**Supplied passage**
--- Start ---
To restore an arifact, use the exp.restore_artifact() method.

exp.restore_artifact('mydata.pkl')
=> 'some other object'

Working with large amounts of log data

The tracking system is designed to work with large amounts of data. The data is stored in the om.datasets storage system. Each call to one of the exp.log_*() methods stores the data as a single event object. If the data is too large to be retrieved as a single dataframe, use the exp.data(batchsize=N) method to return the data in batches of size N.

for i, df in enumerate(exp.data(batchsize=1)):
    print(f"batch {i} is a dataframe of size {len(df)} with columns {df.columns}")
=>
batch 0 is a DataFrame of size 1 with columns {'run', 'key', 'node', 'experiment', 'value', 'userid', 'event', 'dt', 'step', 'name'}
batch 1 is a DataFrame of size 1 with columns {'run', 'key', 'node', 'experiment', 'value', 'userid', 'event', 'dt', 'step', 'name'}
batch 2 is a DataFrame of size 1 with columns {'run', 'key', 'node', 'experiment', 'value', 'userid', 'event', 'dt', 'step'}
batch 3 is a DataFrame of size 1 with columns {'run', 'key', 'node', 'experiment', 'value', 'userid', 'event', 'dt', 'step'}
batch 4 is a DataFrame of size 1 with columns {'run', 'key', 'node', 'experiment', 'value', 'userid', 'event', 'dt', 'step'}

To retrieve the data as a lists of dictionaries instead of DataFrame objects, add the raw=True parameter.

for i, d in enumerate(exp.data(batchsize=1, raw=True)):
print(f"batch {i} is a list of dicts of size {len(d)} with keys {set(d[0].keys())}")
=>
batch 0 is a list of dicts of size 1 with keys {'name', 'node', 'experiment', 'run', 'dt', 'value', 'event', 'key', 'userid', 'step'}
batch 1 is a list of dicts of size 1 with keys {'name', 'node', 'experiment', 'run', 'dt', 'value', 'event', 'key', 'userid', 'step'}
batch 2 is a list of dicts of size 1 with keys {'node', 'experiment', 'run', 'dt', 'value', 'event', 'key', 'userid', 'step'}
batch 3 is a list of dicts of size 1 with keys {'node', 'experiment', 'run', 'dt', 'value', 'event', 'key', 'userid', 'step'}
batch 4 is a list of dicts of size 1 with keys {'node', 'experiment', 'run', 'dt', 'value', 'event', 'key', 'userid', 'step'}

To retrieve the data in raw storage format, use the exp.data(lazy=True, raw=True) method, which returns a Cursor object.

cursor = exp.data(lazy=True, raw=True)
for i, d in enumerate(cursor):
    print(f"batch {i} is a dict with keys {set(d.keys())}")
=>
batch 0 is a dict with keys {'data', '_id'}
batch 1 is a dict with keys {'data', '_id'}
batch 2 is a dict with keys {'data', '_id'}
batch 3 is a dict with keys {'data', '_id'}
batch 4 is a dict with keys {'data', '_id'}

Tracking Providers

The tracking system is designed to be flexible and extensible. The default tracking provider logs all data to om.datasets. Other tracking providers can be added by subclassing TrackingProvider, and adding them to the defaults.TRACKING_PROVIDERS setting. omega-ml provides several tracking providers out of the box:

  • default: Logs all data to om.datasets and collects task inputs and outputs and basic statistics

  • profiling: Logs all data to om.datasets and collects detailed system statistics such as cpu and memory usage

  • notrack: Disables all tracking

The default tracking provider is used by default. To use a different tracking provider, specify the provider name in the om.runtime.experiment context manager.
--- End ---
**Information shown**
--- Start ---
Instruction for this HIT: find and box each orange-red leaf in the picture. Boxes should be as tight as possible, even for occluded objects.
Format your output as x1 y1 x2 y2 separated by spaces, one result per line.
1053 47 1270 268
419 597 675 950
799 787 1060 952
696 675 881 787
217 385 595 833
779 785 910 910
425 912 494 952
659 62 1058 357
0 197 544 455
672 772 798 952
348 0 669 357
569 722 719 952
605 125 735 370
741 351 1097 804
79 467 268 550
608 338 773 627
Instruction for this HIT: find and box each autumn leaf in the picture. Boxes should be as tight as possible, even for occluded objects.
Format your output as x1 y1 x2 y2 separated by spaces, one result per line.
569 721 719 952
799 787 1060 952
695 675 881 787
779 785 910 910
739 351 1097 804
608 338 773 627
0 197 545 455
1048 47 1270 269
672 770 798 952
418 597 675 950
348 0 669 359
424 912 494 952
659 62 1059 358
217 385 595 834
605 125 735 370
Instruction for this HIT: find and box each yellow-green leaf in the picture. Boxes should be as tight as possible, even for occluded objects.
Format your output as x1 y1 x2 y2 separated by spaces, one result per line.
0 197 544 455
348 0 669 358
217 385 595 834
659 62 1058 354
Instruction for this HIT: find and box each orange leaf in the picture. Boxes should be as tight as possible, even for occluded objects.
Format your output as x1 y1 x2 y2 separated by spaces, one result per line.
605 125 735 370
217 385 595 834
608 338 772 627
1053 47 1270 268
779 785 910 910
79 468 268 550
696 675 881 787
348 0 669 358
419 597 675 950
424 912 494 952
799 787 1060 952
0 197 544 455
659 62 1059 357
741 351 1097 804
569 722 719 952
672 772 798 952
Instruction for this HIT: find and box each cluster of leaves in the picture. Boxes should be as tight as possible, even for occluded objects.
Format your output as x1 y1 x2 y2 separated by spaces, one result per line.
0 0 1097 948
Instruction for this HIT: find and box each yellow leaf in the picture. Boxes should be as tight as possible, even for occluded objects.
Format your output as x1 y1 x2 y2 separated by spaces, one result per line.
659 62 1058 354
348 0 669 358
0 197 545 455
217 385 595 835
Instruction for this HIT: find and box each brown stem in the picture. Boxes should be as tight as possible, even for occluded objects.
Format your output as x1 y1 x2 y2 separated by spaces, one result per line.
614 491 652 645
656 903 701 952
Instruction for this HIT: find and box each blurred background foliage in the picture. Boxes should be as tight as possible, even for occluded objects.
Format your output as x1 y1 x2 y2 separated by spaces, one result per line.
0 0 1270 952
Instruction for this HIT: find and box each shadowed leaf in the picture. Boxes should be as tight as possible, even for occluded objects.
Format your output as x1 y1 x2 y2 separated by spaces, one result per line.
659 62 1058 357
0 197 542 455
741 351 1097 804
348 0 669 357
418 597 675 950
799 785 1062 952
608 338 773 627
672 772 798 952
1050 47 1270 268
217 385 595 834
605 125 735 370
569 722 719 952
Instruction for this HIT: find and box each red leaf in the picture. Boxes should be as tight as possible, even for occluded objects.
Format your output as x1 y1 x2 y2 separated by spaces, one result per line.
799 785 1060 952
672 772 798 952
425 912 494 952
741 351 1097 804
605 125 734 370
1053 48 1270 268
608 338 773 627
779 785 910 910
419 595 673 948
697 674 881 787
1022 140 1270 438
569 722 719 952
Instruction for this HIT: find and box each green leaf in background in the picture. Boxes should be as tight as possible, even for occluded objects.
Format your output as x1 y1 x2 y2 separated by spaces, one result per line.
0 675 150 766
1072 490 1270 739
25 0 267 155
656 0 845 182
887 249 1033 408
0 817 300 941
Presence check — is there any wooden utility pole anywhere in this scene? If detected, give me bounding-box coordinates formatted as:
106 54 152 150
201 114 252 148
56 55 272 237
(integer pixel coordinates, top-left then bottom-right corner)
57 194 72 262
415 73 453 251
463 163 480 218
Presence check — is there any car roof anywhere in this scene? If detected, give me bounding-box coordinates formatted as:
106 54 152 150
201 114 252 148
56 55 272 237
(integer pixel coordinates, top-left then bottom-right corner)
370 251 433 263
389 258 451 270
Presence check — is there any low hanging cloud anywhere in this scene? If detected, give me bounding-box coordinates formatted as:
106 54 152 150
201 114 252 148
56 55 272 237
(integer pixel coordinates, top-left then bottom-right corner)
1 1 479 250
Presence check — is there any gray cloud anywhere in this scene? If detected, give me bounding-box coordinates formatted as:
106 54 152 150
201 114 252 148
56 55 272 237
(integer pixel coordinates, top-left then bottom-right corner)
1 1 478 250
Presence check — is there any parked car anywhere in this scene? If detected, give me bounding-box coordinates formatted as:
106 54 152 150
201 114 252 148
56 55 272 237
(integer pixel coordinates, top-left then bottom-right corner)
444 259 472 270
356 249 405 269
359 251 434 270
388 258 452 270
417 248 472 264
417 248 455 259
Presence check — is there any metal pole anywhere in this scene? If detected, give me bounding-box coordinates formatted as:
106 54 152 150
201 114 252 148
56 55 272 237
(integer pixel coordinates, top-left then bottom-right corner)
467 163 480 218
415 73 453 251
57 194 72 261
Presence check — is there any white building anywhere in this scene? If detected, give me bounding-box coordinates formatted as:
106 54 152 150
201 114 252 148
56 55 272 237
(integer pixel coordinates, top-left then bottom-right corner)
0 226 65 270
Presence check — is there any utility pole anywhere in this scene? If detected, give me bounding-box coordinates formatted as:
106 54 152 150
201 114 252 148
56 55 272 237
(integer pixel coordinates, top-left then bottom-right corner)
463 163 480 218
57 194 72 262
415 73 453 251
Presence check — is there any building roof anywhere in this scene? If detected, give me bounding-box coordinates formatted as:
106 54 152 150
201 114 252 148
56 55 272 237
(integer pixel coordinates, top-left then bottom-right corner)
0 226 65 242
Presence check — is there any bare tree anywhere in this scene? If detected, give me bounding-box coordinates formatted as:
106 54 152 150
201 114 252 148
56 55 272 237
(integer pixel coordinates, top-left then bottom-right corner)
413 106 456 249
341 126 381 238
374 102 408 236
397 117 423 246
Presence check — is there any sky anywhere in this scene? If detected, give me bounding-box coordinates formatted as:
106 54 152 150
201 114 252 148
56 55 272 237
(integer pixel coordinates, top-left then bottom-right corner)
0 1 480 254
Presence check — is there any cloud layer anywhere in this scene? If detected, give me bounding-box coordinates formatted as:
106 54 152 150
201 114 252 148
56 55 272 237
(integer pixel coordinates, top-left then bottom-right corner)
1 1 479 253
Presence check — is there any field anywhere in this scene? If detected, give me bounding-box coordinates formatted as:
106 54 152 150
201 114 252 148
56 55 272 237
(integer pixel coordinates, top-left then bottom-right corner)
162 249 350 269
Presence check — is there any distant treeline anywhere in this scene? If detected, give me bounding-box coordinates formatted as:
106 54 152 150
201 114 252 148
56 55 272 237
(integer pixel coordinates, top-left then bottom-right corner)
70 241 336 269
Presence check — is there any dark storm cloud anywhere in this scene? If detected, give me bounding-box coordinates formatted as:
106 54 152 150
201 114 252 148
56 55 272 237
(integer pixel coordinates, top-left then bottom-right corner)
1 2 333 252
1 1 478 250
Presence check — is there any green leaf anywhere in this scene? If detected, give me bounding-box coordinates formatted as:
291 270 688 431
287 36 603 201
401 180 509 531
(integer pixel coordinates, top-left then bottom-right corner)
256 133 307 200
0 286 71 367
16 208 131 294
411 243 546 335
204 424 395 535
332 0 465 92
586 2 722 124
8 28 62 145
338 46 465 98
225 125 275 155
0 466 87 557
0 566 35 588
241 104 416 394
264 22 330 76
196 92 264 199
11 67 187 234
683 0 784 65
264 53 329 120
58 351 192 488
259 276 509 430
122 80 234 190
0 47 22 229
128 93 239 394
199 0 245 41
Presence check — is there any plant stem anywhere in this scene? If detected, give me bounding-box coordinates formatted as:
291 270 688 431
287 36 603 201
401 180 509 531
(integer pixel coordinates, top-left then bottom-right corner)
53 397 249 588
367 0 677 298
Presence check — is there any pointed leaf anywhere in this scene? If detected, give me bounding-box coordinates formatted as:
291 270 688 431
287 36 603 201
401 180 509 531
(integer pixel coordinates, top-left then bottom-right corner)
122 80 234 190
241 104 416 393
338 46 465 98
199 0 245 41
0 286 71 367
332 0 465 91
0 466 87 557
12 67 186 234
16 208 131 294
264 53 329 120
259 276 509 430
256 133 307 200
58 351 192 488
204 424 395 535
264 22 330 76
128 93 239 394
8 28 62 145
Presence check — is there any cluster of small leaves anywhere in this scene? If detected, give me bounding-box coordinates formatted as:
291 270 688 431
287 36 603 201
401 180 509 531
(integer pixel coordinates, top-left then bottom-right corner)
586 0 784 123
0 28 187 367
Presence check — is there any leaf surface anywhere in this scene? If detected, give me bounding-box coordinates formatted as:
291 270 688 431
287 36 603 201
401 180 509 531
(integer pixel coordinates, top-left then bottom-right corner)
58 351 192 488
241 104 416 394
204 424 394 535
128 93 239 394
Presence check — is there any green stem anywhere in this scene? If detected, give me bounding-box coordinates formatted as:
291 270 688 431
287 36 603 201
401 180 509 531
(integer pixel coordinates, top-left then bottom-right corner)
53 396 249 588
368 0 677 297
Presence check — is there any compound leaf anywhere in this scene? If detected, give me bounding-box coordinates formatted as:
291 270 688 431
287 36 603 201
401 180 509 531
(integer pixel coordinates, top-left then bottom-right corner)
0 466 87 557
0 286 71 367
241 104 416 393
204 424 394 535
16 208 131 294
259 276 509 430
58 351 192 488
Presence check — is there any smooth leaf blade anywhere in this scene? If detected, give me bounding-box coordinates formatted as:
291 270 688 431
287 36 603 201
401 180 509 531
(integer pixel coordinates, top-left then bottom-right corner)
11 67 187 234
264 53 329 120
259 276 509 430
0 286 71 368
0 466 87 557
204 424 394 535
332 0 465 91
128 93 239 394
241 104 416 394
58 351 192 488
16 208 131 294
--- End ---
**Problem**
Write the next part of the omega-ml experiment tracking documentation, picking up after its final sentence about choosing a tracking provider. The records have nothing to do with this.

**Response below**
with om.runtime.experiment('profiled', provider='profiling') as exp:
    om.runtime.ping()
exp.data()

The profiling tracking provider logs detailed system statistics such as cpu and memory usage. The data can be retrieved using the exp.data() method.

../../../_images/exp_profiling_data.png

All tracking providers support the same API. They main methods are:

  • start(): Start a new run

  • stop(): Stop the current run

  • log_metric(name, value): Log a metric

  • log_param(name, value): Log a parameter

  • log_data(name, value): Log data

  • log_artifact(name, value): Log an artifact

  • data(): Retrieve the data logged to the tracking provider

Drift Monitors

The drift monitor builds on the tracking system to provide drift detection and monitoring. There are two types of drifts that can be monitored:

  • Data drift: Changes in the distribution of input features. We’re interested in P(X) changing over time. This is implemented as the DataDriftMonitor class.

  • Model or concept drift: Changes in the distribution of target features. We’re interested in P(Y|X) changing over time. This is implemented as the ModelDriftMonitor class.

The API for the drift monitors is the same for both types of drift. The main methods are:

  • snapshot(): Take a snapshot of the input and target features

  • compare(): Compare two snapshots

  • plot(): Plot the results of the comparison

Monitoring Jobs

The drift monitor can be attached to a model, and scheduled to run at regular intervals. The monitor will take snapshots of the input and target features of the model, and compare them to a baseline snapshot. If the distribution of the features has changed significantly, the monitor will raise an alert.

To attach a drift monitor to a model, use the exp.track() method.

with om.runtime.experiment('housing', autotrack=True) as exp:
    exp.track('california', monitor=True, schedule='daily')

This will create a new job in om.jobs, as monitors/<experiment>/<model>, that will run the monitor at the specified interval. The monitor has the following format:

# configure
import omegaml as om
# -- the name of the experiment
experiment = '{experiment}'
# -- the name of the model
name = '{meta.name}'
# -- the name of the monitoring provider
provider = '{provider}'
# -- the alert rules
alerts = {alerts}
# snapshot recent state and capture drift
with om.runtime.model(name).experiment(experiment) as exp:
    mon = exp.as_monitor(name, store=om.models, provider=provider)
    mon.snapshot(since='last')
    mon.capture(alerts=alerts)

This does the following:

  1. For the given model, access the DriftMonitor

  2. Take a snapshot of all the input features (X) and output predictions (Y), since the last snapshot

  3. Capture any drift and log an alert if the distribution of the features has changed significantly

The monitor job may be scheduled to run at regular intervals, such as daily, weekly, or monthly. The job can be customized to include additional processing, e.g. to send an email or slack message, to update a dashboard or an external database.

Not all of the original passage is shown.